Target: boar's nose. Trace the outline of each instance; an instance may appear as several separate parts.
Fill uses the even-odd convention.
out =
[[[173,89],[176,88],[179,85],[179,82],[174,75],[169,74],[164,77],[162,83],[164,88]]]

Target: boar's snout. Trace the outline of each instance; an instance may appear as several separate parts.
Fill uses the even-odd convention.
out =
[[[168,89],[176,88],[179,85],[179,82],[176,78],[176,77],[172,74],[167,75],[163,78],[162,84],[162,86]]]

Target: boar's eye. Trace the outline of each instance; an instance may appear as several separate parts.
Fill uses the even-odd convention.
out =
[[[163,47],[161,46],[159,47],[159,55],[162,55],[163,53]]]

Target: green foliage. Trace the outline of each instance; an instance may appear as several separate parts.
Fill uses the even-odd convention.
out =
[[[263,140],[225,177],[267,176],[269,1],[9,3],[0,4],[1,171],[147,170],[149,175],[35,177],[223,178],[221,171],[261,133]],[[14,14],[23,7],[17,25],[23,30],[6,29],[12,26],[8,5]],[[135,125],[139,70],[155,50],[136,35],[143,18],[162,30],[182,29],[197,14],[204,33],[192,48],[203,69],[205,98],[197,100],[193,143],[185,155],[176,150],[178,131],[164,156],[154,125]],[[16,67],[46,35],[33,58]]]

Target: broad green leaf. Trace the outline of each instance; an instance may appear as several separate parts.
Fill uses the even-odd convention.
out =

* * *

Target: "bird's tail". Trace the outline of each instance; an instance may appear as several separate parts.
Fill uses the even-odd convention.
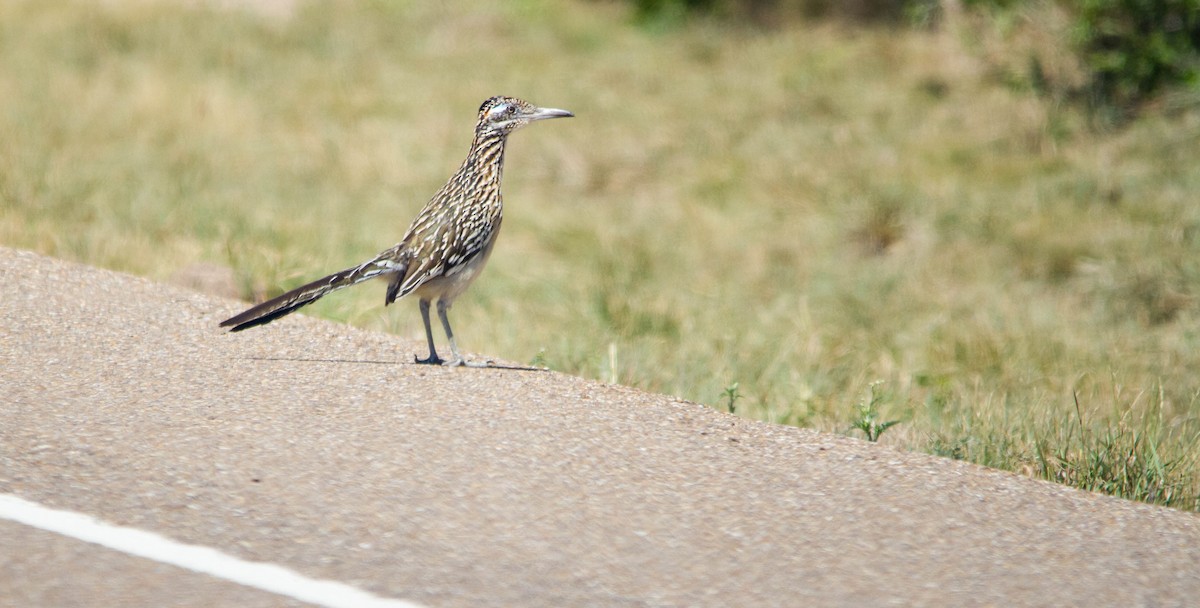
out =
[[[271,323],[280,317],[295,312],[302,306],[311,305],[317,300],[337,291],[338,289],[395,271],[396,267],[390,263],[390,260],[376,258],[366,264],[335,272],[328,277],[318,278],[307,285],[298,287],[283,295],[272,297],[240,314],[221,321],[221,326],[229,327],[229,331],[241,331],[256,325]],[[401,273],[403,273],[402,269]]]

#### Task directions
Locate every line in the items above that contains the string "boar" and copy each such line in full. Treat uppercase and lowercase as different when matching.

#### Reply
Target: boar's nose. Trace the outline of each instance; an instance may appear as several separate parts.
Target: boar's snout. Trace the outline of each instance; an instance may appear as several separate parts.
Target: boar's eye. Trace the outline of each instance; an instance may appear as several separate parts.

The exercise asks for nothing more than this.